EXCERPTED PASSAGE:
1. I work for a university with a 457b plan for highly compensated employees; should I contribute to the 457b plan?

There are two types of 457b plans: governmental and nongovernmental. Governmental 457b plans are for state and local government employees, while nongovernmental 457b plans are for highly compensated employees of nonprofits such as universities. Both plans allow you to double your annual pre-tax retirement contributions from the current $17,500 to $35,000, which is a great benefit for those who would like to reduce their taxable income. Unlike the governmental 457b plan, the university 457b plan cannot be rolled over to an IRA when you leave; it can only be rolled over to another nongovernmental 457b plan. In addition, if you leave the university before retirement, you will be paid out the entire 457b balance. Lastly, your contributions to your university’s 457b are not held in a separate trust for your benefit like a traditional 401k or a governmental 457b plan; instead, the value of your 457b plan is part of the general assets of the university and subject to creditor claims. Before deciding to contribute to your employer’s 457b plan, determine whether its benefits and costs are commensurate with your financial goals.

2. What is a Roth 401k?

(Records excerpted from a collection)

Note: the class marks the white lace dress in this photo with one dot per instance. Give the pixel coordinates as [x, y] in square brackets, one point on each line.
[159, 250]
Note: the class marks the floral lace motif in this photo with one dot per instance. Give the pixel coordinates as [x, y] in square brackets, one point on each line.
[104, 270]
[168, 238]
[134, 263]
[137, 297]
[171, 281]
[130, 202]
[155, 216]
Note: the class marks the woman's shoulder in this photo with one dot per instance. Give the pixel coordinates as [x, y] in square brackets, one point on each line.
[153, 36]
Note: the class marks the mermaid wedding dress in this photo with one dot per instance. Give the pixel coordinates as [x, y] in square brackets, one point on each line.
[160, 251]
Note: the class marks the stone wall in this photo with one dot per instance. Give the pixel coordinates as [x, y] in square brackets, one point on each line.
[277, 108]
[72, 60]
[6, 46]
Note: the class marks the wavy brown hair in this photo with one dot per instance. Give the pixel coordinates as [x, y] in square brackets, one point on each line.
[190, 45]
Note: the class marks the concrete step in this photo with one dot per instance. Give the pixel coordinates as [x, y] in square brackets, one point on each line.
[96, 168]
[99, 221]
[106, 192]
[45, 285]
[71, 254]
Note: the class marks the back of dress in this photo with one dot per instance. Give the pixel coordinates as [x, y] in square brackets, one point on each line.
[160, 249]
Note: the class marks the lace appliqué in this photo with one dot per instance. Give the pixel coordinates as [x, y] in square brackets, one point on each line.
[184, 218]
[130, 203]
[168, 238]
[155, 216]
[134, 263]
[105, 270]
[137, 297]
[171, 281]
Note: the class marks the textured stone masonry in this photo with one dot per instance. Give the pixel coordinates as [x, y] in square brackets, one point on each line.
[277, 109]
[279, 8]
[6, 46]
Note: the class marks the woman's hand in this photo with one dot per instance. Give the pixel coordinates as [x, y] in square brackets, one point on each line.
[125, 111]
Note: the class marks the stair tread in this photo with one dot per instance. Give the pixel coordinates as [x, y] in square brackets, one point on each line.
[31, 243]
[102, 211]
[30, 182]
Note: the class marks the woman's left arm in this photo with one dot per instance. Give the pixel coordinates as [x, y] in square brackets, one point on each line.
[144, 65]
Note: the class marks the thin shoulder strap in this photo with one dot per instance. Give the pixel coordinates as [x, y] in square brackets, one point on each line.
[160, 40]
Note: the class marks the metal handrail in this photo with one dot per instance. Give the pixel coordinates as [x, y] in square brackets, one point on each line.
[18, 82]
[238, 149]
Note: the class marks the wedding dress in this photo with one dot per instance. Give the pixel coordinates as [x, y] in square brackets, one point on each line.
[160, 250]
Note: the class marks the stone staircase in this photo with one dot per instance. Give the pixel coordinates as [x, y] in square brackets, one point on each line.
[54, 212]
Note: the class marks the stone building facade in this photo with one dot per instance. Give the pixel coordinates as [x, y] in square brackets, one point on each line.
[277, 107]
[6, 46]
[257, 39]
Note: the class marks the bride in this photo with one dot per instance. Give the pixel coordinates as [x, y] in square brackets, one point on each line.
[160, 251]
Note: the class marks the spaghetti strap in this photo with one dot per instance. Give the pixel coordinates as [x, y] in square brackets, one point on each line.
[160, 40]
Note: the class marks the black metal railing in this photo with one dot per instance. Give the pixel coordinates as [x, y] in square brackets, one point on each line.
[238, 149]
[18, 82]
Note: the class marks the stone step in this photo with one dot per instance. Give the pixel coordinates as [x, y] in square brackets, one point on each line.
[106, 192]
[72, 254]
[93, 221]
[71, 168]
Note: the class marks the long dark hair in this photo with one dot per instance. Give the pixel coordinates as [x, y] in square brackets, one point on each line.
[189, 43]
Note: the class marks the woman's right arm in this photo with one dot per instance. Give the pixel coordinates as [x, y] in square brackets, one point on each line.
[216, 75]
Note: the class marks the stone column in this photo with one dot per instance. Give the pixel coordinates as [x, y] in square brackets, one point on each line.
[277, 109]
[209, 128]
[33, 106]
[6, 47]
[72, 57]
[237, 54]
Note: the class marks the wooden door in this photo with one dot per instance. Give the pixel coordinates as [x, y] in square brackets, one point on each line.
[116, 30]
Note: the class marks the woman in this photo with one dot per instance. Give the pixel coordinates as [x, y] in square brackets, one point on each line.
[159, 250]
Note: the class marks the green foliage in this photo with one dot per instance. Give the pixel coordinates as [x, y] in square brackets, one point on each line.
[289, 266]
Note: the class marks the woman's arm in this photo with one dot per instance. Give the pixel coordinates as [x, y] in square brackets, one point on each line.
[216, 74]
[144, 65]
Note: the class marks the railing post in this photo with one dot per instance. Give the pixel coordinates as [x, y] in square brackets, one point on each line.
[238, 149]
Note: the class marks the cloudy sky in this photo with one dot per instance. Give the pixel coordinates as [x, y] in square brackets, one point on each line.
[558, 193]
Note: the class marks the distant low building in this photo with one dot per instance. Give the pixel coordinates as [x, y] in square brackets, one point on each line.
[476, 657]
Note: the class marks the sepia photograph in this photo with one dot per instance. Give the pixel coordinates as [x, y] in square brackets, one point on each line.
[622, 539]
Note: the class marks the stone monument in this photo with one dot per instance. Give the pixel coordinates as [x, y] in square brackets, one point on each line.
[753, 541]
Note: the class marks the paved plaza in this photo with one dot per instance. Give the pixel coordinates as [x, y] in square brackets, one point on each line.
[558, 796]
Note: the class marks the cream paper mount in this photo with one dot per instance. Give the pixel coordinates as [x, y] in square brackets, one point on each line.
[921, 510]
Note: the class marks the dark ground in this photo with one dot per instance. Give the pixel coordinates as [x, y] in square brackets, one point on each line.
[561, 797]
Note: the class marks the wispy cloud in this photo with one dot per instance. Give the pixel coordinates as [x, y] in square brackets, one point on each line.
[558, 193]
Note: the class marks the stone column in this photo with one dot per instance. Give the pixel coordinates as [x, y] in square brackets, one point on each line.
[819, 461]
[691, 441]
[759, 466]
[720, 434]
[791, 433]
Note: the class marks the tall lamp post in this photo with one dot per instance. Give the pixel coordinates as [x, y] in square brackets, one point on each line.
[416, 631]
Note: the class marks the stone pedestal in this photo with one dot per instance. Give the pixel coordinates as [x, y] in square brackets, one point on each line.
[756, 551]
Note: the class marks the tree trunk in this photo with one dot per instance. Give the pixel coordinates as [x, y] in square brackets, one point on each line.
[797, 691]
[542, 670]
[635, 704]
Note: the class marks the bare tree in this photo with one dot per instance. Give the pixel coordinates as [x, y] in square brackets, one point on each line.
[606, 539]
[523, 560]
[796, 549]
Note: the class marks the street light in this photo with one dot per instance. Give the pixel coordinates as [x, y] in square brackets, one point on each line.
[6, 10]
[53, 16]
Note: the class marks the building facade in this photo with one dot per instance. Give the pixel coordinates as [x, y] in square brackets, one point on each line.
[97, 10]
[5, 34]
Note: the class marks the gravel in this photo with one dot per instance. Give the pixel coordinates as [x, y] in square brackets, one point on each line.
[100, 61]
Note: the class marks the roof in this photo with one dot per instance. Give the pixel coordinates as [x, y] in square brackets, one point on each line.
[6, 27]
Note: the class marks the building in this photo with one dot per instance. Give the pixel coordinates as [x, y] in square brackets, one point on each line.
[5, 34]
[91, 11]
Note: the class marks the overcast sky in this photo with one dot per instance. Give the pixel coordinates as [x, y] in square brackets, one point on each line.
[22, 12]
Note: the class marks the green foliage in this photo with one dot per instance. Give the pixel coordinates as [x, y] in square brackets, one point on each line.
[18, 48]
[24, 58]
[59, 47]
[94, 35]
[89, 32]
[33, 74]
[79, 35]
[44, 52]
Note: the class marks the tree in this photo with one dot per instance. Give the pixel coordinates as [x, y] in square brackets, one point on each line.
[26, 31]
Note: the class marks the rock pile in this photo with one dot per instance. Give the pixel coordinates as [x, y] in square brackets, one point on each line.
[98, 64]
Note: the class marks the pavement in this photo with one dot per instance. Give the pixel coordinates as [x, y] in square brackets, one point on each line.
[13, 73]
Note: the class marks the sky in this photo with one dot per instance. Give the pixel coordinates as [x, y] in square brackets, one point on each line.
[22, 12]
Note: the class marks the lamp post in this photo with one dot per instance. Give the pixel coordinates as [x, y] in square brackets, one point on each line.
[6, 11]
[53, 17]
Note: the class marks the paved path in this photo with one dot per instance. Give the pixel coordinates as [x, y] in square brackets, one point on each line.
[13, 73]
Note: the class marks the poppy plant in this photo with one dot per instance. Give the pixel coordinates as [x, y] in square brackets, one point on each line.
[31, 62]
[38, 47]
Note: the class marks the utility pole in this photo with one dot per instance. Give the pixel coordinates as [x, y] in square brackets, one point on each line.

PARTS OF THE EXERCISE:
**1.** In one to three sentences, using the retirement-plan Q&A, explain why contributions to a university 457b plan are subject to creditor claims.
**2.** Extend the retirement-plan Q&A by writing the next part, beginning after its last line.
None of this data is needed for the work here.

RESPONSE LIST:
**1.** They are not held in a separate trust for the employee's benefit, as a traditional 401k or a governmental 457b plan is. Instead, the value of the university 457b plan is part of the university's general assets, so creditors can claim it.

**2.**
Roth 401ks are relatively new and very few employers offer Roth 401ks (or Roth 403b), but the ones that do have lucky employees. Roth 401ks are similar to Roth IRAs but better. Unlike a Roth IRA which has income eligibility rules, anyone regardless of their income can participate in their employer’s Roth 401k. Additionally, the contribution limit of a Roth 401k is the same ($17,500) as a regular 401k so you can really stock-pile a lot of tax-free money. Just like a Roth IRA, Roth 401ks are post-tax so the contributions don’t reduce your current taxable income, but like the Roth IRA, the account grows tax-free. In addition, if you leave your employer, you can rollover your Roth 401ks to a Roth IRA. So what’s the downside? -The biggest disadvantage of the Roth 401k is that your contributions do not reduce your taxable income like a regular 401k does. Also, your employer’s matching contributions are pre-tax and not included in your Roth 401k account.

3. My company has a 401k match. How is that calculated?

Many employers offer 401k matching contributions to incentivize employees; but with all the formulas and percentages used, employees sometimes have a hard time understanding how much money they actually get. First off, your employer is not obligated to offer a 401k match, so definitely take the opportunity to further grow your nest egg if they are generous enough to offer it. That said, lets run through a few examples of common 401k match programs.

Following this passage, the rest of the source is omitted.